◆ Текст
----------
Вечером пришла Ася. Ее нельзя было узнать; от прежней Аси ничего не осталось: грустная, бледная, подозрительно сухо кашляющая. Во время отступления добровольцев она тоже решила уходить. При переходе через Дон лед проломился, и она по пояс провалилась в воду, простудилась, и ей пришлось вернуться домой. Услышав, что я в Гниловской, она встала с кровати, чтобы проведать меня, а вернее, чтобы узнать от меня, что с ее поручиком. Пролежав три дня с высоким жаром, я начал выздоравливать; слава Богу, оказался не тиф.
За это время в Гниловскую пришли новые войска; видно, красные готовились к наступлению. В наш дом вселили еще человек десять. Хозяйку, ее дочку и меня уплотнили в одну комнату, пришлось нам троим спать на одной широкой кровати поперек, подставив стулья. Красноармейцы же валялись по всему дому на соломе, целый день ничего не делая. Большинство из них было мобилизовано, вид у них и настроение были совсем не воинственные. От них удалось узнать, какие полки стоят в Гниловской.
----------
◆ Извлечённые данные
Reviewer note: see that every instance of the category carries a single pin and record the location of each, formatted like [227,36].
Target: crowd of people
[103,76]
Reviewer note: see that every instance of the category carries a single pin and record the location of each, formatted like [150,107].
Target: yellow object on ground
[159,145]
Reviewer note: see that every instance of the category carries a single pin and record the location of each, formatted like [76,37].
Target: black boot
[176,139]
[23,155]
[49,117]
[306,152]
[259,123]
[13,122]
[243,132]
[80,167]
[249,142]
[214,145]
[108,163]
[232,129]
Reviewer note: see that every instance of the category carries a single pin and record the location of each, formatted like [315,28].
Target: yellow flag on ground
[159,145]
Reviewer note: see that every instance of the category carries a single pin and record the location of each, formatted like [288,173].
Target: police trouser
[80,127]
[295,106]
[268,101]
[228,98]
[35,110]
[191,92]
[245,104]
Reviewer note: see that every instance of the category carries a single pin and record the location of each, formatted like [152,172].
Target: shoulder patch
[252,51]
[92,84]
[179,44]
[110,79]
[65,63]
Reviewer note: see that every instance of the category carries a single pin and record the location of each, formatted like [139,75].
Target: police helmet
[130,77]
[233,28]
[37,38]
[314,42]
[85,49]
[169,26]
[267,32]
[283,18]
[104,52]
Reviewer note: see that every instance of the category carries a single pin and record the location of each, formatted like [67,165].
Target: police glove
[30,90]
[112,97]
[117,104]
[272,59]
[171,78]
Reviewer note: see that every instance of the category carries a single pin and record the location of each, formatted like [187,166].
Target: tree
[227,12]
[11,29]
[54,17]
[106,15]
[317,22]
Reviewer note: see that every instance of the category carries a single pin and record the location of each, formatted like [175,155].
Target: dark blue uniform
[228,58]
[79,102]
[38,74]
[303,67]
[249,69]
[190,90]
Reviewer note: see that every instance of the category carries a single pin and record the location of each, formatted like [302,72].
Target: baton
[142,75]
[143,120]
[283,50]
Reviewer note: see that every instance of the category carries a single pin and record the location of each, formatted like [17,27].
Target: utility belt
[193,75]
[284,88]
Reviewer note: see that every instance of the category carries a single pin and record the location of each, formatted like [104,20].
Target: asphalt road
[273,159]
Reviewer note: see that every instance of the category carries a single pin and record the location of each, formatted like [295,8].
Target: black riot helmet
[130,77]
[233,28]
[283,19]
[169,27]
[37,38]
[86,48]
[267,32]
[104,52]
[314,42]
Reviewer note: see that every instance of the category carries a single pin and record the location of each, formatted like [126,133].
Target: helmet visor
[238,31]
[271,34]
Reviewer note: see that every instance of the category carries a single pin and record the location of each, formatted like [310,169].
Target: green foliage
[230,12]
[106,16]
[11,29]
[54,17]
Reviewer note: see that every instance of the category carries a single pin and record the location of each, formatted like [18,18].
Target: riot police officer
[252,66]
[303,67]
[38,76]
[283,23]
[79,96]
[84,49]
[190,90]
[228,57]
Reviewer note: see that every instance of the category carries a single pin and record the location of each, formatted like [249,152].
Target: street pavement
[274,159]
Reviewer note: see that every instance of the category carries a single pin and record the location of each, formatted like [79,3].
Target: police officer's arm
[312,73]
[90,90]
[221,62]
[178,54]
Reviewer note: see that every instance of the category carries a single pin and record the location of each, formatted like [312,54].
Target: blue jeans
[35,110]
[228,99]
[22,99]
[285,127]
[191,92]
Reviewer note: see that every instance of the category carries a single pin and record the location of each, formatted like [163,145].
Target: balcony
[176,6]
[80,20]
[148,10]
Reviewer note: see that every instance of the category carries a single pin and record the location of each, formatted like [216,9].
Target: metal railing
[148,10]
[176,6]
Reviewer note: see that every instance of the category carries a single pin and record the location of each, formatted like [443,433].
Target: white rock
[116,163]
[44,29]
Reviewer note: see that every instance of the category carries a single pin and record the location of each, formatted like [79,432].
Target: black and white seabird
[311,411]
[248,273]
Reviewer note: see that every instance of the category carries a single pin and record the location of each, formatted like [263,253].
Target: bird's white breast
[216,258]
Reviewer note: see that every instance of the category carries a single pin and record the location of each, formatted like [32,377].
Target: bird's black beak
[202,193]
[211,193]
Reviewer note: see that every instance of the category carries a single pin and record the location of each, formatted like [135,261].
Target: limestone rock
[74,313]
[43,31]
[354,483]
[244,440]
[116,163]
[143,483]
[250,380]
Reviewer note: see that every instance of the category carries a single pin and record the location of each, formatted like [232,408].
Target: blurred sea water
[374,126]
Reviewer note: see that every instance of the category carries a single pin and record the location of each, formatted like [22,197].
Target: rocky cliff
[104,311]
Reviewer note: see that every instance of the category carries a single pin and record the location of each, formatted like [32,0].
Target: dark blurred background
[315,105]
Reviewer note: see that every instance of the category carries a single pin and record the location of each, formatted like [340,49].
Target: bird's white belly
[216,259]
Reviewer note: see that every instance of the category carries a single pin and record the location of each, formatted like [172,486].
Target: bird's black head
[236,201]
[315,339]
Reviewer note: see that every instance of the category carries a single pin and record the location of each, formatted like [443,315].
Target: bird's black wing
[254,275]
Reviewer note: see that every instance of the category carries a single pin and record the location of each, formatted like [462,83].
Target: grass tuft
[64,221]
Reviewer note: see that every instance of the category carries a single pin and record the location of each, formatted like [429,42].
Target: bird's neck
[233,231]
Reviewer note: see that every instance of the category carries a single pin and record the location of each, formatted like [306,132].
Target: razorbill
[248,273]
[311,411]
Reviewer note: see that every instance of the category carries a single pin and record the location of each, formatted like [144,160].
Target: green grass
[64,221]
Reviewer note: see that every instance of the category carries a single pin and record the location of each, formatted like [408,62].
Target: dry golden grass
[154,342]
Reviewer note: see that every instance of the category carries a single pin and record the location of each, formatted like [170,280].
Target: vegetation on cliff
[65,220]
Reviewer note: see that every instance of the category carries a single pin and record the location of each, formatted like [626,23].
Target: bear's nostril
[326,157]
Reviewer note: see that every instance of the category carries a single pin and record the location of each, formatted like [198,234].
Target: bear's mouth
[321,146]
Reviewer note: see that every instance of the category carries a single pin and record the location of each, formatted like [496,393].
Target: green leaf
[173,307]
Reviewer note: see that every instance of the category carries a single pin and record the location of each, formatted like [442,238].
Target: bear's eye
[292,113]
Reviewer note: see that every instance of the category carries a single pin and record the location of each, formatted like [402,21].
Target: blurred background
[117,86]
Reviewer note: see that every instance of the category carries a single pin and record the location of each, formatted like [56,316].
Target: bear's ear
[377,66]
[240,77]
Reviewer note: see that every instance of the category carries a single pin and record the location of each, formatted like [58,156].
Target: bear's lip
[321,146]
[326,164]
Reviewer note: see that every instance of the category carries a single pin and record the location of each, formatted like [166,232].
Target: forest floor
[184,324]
----------
◆ Задание
Перепишите часть текста о постое в Гниловской, начиная со слов "За это время" и заканчивая словами "стоят в Гниловской.". Замените в ней "соломе" на "сене". Данные никак не связаны с текстом.

◆ Ответ
За это время в Гниловскую пришли новые войска; видно, красные готовились к наступлению. В наш дом вселили еще человек десять. Хозяйку, ее дочку и меня уплотнили в одну комнату, пришлось нам троим спать на одной широкой кровати поперек, подставив стулья. Красноармейцы же валялись по всему дому на сене, целый день ничего не делая. Большинство из них было мобилизовано, вид у них и настроение были совсем не воинственные. От них удалось узнать, какие полки стоят в Гниловской.